**Task to complete:** Extract the part of the news report on the Farm Hill Elementary School scream rooms that opens with the words containing "School Superintendent Michael" and closes with "phone Wednesday night.", copying it without any changes.

**Document section:**
Farm Hill Elementary School
© CBS 2
Farm Hill Elementary School
Middletown, Conn. - Parents in a Connecticut suburb are outraged over disturbing disciplinary actions at a local elementary school.

They claim students are being locked in unsupervised "scream rooms," where some children have harmed themselves, reports CBS 2's Hazel Sanchez.

The Middleton School District is on the hot seat as furious parents are demanding to know what's going on behind closed doors at Farm Hill Elementary School.

"My daughter is telling me that there's kids being taken out in ambulances, by stretcher," parent Sean Archer told CBS 2's Hazel Sanchez on Wednesday.

Disturbing allegations have surfaced of teachers locking students in closet-sized concrete "scream rooms" for punishment.

"Kids come home and they cry, because they're afraid to go to school. And it's often," parent Brian Robillard said.

"She can hear the kids screaming at the top of their lungs, while she's trying to read and she asks her teacher what's going on and they never give her an answer. They tell her to ignore it," said Liz Archer, the sister of one Farm Hill student.

Parents said their children have witnessed teachers placing unruly students into the tiny "time-out" rooms to calm down.

"From what I heard it's more traumatizing for the child than it was as a help," parent Jeff Daniels said. "Kids were hitting their heads on the concrete wall. Kids were urinating in the room."

School Superintendent Michael Freschette said allegations of children harming themselves in the timeout rooms are not true. However, the Board of Education is investigating. The chairman spoke to CBS 2's Sanchez by phone Wednesday night.

"We certainly are concerned with these allegations and I'm looking into every single one of them to be certain that our staff is providing a safe environment for our students," Gene Nocera said.

**Data block:**
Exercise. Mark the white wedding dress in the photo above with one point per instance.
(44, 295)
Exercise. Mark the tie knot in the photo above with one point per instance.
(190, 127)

**Reply to the exercise:**
School Superintendent Michael Freschette said allegations of children harming themselves in the timeout rooms are not true. However, the Board of Education is investigating. The chairman spoke to CBS 2's Sanchez by phone Wednesday night.